[start MATERIAL PROVIDED]

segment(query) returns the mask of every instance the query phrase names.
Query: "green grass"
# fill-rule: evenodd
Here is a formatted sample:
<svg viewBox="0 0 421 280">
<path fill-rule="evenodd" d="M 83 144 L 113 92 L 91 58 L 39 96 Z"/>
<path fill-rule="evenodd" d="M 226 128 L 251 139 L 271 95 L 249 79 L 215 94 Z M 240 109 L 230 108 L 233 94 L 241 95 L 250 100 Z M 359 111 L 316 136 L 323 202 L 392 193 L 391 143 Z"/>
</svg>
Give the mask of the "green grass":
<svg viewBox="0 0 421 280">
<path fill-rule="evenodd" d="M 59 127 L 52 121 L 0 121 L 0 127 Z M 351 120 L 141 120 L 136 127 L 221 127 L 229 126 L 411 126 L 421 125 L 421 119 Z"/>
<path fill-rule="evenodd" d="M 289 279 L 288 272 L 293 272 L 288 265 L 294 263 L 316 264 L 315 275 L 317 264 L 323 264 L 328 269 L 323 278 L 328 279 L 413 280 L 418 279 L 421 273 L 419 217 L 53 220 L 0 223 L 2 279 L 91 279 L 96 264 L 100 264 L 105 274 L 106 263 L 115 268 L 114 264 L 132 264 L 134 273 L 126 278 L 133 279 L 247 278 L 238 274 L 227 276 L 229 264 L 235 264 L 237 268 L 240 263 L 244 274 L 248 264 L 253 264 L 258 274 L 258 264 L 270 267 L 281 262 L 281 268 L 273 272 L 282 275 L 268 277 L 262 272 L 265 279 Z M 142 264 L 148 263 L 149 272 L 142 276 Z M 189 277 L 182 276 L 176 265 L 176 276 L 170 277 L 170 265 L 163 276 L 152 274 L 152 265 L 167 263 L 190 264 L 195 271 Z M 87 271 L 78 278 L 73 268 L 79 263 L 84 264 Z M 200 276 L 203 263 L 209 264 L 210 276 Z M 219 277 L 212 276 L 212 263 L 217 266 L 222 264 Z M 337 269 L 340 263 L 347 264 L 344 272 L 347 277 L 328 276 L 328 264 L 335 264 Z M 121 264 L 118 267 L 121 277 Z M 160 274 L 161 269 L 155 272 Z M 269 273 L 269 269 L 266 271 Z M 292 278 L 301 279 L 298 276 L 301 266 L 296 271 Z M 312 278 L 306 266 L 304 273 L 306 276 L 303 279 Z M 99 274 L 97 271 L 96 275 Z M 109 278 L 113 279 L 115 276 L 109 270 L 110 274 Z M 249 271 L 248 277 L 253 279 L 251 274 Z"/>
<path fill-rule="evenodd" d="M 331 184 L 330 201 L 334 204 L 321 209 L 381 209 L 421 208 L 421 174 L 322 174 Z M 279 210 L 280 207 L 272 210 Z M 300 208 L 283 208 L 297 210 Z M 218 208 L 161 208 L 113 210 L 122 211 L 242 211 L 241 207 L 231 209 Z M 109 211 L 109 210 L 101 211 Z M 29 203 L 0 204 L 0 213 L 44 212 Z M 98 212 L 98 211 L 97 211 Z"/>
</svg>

[end MATERIAL PROVIDED]
[start MATERIAL PROVIDED]

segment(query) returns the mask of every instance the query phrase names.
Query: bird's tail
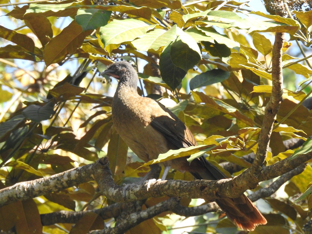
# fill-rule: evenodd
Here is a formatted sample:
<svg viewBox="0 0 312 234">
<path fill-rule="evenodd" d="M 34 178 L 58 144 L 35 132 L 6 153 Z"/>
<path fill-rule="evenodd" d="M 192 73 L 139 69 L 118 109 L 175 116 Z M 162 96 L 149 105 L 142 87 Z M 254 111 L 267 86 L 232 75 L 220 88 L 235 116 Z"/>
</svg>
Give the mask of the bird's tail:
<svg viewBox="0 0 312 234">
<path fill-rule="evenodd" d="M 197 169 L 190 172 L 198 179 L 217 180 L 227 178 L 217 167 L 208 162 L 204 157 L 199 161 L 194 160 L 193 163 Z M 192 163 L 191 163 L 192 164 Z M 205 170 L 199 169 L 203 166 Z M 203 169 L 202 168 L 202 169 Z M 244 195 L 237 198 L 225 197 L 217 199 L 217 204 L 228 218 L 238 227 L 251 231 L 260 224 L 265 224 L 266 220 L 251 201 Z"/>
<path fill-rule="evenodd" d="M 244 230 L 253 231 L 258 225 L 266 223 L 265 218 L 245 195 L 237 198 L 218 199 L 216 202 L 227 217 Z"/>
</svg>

[end MATERIAL PROVIDED]
[start MATERIAL PROVIDED]

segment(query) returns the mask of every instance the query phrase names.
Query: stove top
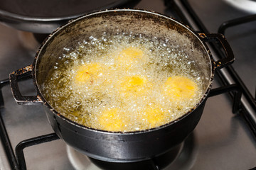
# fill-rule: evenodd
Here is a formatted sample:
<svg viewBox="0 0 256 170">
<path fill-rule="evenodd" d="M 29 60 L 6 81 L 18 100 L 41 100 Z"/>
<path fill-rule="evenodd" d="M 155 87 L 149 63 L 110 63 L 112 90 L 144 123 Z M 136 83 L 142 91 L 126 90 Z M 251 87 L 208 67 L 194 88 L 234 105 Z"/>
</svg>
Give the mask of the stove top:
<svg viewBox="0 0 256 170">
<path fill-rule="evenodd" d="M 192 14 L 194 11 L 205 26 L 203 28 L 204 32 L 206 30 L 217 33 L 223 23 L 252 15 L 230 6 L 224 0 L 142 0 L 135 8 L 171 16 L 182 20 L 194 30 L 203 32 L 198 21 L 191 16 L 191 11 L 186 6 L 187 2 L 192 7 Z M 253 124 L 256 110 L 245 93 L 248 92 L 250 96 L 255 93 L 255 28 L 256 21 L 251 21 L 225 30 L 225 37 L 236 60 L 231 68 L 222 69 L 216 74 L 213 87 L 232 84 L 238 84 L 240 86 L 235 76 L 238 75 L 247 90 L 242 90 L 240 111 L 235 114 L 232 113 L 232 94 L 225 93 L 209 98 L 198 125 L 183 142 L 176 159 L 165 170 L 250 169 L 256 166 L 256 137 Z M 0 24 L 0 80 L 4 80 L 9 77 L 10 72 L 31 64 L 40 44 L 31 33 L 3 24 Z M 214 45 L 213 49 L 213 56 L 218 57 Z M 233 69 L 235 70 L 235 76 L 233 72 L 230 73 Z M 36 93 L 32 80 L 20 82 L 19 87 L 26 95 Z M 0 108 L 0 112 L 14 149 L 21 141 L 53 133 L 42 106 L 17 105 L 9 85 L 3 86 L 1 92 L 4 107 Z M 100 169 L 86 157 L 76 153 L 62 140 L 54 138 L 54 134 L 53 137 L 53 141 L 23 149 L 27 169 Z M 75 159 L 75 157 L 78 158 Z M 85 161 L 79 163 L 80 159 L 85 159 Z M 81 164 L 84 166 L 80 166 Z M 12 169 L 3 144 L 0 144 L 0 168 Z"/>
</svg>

[end MATERIAL PROVIDED]

> WRITTEN REQUEST:
Return every line of the data above that contains the string "green". Case counts.

> EXPECTED ANSWER:
Query: "green grass"
Give the mask of the "green grass":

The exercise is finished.